Which lines in the listing below contain the word "point"? Pick out each of them and copy it in full.

===

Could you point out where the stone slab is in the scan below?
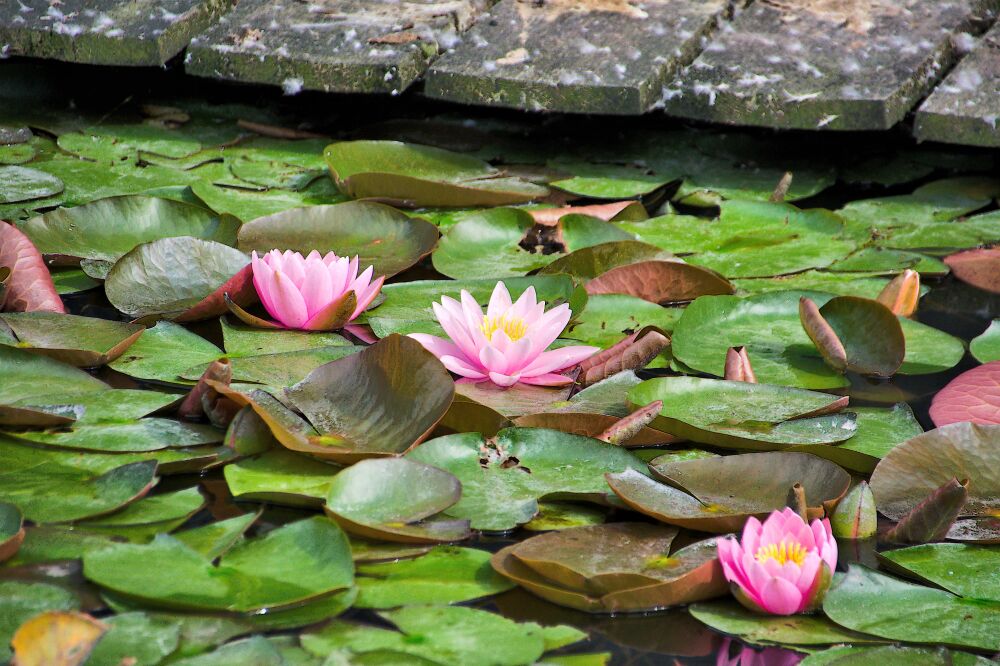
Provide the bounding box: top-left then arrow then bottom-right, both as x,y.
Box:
0,0 -> 234,66
914,23 -> 1000,147
424,0 -> 730,115
185,0 -> 487,94
664,0 -> 1000,130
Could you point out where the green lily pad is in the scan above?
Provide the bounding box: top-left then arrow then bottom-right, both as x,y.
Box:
355,546 -> 514,608
969,319 -> 1000,363
0,502 -> 24,562
628,377 -> 857,451
672,291 -> 965,389
104,237 -> 250,318
432,208 -> 632,280
326,458 -> 469,543
0,438 -> 156,523
301,606 -> 582,666
879,543 -> 1000,603
83,517 -> 354,612
110,321 -> 223,385
0,312 -> 145,368
688,601 -> 880,645
324,141 -> 548,208
407,428 -> 645,531
18,196 -> 239,278
0,580 -> 80,661
239,201 -> 438,276
88,613 -> 181,666
0,166 -> 65,204
871,422 -> 1000,520
787,402 -> 924,474
223,447 -> 340,507
366,275 -> 575,338
279,335 -> 455,462
608,452 -> 851,534
823,565 -> 1000,650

===

§ Solution to this problem:
Could you point out where the stone slab is in the scan below?
Could you point out where the green lily pad is in the scan above?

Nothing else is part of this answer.